(Image region labeling entries)
+++
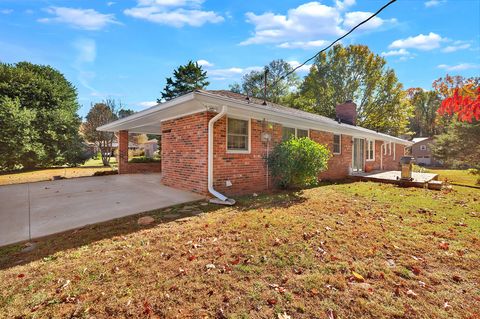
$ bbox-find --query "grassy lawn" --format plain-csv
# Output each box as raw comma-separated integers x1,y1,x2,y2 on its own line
0,158,116,185
427,169,479,186
0,182,480,318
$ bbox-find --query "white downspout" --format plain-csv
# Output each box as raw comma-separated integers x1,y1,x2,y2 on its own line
208,105,235,205
380,142,386,171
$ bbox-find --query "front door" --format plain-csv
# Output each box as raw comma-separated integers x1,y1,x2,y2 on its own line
352,138,365,172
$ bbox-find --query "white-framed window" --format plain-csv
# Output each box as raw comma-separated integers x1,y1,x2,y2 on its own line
333,134,342,154
367,140,375,161
282,126,295,141
282,126,308,141
227,117,250,153
297,128,308,138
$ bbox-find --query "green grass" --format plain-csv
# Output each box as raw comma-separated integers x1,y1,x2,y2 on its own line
0,182,480,319
81,157,117,167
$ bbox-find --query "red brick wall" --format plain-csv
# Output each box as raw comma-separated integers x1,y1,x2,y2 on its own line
118,131,128,174
383,143,405,170
310,130,352,180
213,117,282,195
118,131,162,174
162,112,215,195
161,112,403,196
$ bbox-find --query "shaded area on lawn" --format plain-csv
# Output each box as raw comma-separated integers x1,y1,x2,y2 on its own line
0,192,305,270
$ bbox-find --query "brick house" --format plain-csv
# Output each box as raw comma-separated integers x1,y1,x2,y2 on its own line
98,90,412,204
411,137,441,166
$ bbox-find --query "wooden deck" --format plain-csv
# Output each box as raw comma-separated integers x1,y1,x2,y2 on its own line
350,171,442,189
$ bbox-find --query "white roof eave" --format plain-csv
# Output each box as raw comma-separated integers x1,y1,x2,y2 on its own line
196,92,413,146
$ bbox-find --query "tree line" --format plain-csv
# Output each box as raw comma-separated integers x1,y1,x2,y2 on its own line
0,45,480,170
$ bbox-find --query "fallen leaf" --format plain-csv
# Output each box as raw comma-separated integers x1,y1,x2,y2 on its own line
326,309,337,319
310,288,320,296
267,298,277,306
352,271,365,282
438,241,449,250
143,300,152,315
412,266,421,276
277,312,292,319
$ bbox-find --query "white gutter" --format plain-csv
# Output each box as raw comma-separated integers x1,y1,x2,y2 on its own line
208,105,235,205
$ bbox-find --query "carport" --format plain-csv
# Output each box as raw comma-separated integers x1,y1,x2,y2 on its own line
0,174,204,246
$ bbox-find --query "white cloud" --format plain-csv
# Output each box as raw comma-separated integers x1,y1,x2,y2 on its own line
424,0,447,8
381,49,410,56
73,39,97,63
437,63,480,71
277,40,328,49
123,0,225,28
207,66,263,80
197,60,213,68
343,11,396,30
388,32,447,51
72,38,98,96
138,101,158,107
38,7,119,30
240,0,394,48
442,41,471,53
288,60,312,72
241,2,343,45
335,0,356,10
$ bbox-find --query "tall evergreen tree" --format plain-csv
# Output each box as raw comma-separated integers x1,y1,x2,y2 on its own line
157,61,210,103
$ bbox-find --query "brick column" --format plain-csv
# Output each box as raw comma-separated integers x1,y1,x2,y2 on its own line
118,131,128,174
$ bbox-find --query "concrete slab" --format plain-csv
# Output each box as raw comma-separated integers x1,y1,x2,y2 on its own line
350,171,438,187
0,174,203,246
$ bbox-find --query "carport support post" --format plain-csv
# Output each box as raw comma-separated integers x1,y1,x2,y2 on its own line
118,131,128,174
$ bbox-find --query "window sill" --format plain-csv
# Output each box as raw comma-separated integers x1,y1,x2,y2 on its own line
227,150,250,154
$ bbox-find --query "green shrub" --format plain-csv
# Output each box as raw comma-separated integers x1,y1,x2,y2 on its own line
268,137,331,188
128,156,160,163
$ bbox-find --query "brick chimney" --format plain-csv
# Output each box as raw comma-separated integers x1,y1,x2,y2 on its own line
335,100,357,125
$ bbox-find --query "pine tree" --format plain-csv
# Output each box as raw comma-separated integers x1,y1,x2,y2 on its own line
157,61,210,103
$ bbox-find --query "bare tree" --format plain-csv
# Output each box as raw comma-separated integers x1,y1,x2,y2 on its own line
83,99,121,166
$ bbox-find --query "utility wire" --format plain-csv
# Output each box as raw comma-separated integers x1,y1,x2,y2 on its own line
271,0,397,87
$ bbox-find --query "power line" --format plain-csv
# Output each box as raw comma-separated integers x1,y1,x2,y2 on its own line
271,0,397,87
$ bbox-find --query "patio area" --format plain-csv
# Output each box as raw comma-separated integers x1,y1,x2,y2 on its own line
350,171,442,189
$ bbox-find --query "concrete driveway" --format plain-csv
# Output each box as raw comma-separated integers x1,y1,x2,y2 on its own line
0,174,203,246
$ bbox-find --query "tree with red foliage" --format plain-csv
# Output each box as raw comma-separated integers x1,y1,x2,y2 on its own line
433,75,480,123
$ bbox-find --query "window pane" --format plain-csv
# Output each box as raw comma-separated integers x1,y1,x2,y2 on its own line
228,118,248,135
228,135,248,150
297,129,308,138
333,134,340,154
282,126,295,141
227,118,249,151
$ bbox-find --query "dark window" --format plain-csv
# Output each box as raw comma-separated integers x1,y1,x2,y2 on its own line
297,128,308,138
282,126,295,141
227,118,248,151
333,134,342,154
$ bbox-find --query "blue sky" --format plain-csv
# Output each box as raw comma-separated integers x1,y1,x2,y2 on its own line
0,0,480,116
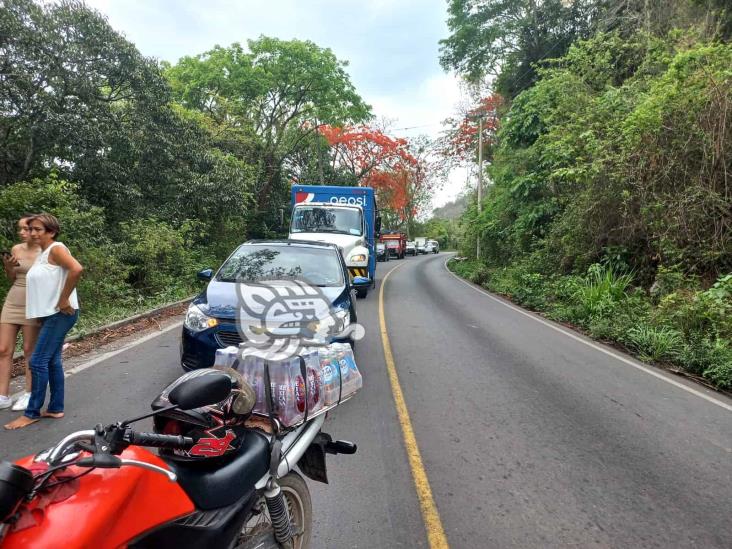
+++
§ What you need to do: Count how many lines of the data contain the string "carport", treating uppercase and lowercase as different, and give only that number.

§ Answer for the task: 2